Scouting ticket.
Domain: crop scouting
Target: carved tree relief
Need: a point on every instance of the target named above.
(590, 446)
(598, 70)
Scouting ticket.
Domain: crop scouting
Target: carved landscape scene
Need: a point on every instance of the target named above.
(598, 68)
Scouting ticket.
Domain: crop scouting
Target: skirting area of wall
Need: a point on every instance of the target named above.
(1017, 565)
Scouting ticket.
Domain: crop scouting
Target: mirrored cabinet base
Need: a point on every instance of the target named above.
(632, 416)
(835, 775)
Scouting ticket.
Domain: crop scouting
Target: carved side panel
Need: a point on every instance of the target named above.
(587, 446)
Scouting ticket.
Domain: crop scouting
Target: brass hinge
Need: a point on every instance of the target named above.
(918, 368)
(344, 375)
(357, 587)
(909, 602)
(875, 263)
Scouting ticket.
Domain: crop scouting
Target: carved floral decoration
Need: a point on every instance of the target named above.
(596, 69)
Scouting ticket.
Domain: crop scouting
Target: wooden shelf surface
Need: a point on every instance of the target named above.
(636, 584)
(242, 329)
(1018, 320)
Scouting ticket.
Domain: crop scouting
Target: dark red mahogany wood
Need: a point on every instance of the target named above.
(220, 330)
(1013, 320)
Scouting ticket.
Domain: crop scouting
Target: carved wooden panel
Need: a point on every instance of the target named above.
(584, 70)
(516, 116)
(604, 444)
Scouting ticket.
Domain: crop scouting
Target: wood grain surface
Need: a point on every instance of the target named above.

Work to complete | Return the entries above exactly as they were written.

Solution to this exercise |
Scouting ticket.
Domain: crop scouting
Target: carved tree relief
Need: a point on every instance of the target named above.
(590, 446)
(598, 70)
Scouting ticket.
Domain: crop scouting
Target: carved landscape scene
Need: a point on every instance of the target named above.
(598, 68)
Scouting ticket.
Domain: crop scouting
Target: skirting area of wall
Need: a point on every instance of the target named above.
(1017, 565)
Scouting ticket.
Domain: crop scouting
Target: mirrored cabinet base
Need: a point on every instance of the target named above.
(632, 416)
(835, 775)
Scouting ticket.
Domain: crop scouting
Target: carved side panel
Need: a point on every instance of the target named above.
(587, 446)
Scouting ticket.
Domain: crop scouting
Target: brass hinge
Need: a point on every instance of the target named above.
(918, 368)
(344, 375)
(357, 587)
(909, 602)
(875, 263)
Scouting ticket.
Domain: crop scouting
Target: carved floral decoration
Need: a point on every instance of the target named above.
(596, 69)
Scouting ticket.
Domain: crop scouting
Target: wooden shelf surface
Need: a point on every instance of the target named above.
(636, 584)
(242, 329)
(1018, 320)
Scouting ticket.
Domain: crop scouting
Target: dark red mahogany wood
Need: a point on every instance of the target named above.
(220, 330)
(1013, 320)
Scouting ticket.
Domain: crop scouting
Target: carved wooden panel
Need: a point on every instance of the target named above.
(584, 70)
(516, 116)
(604, 444)
Scouting ticket.
Domain: crop scouting
Target: wood grain surface
Need: a point on every instance of the target named above.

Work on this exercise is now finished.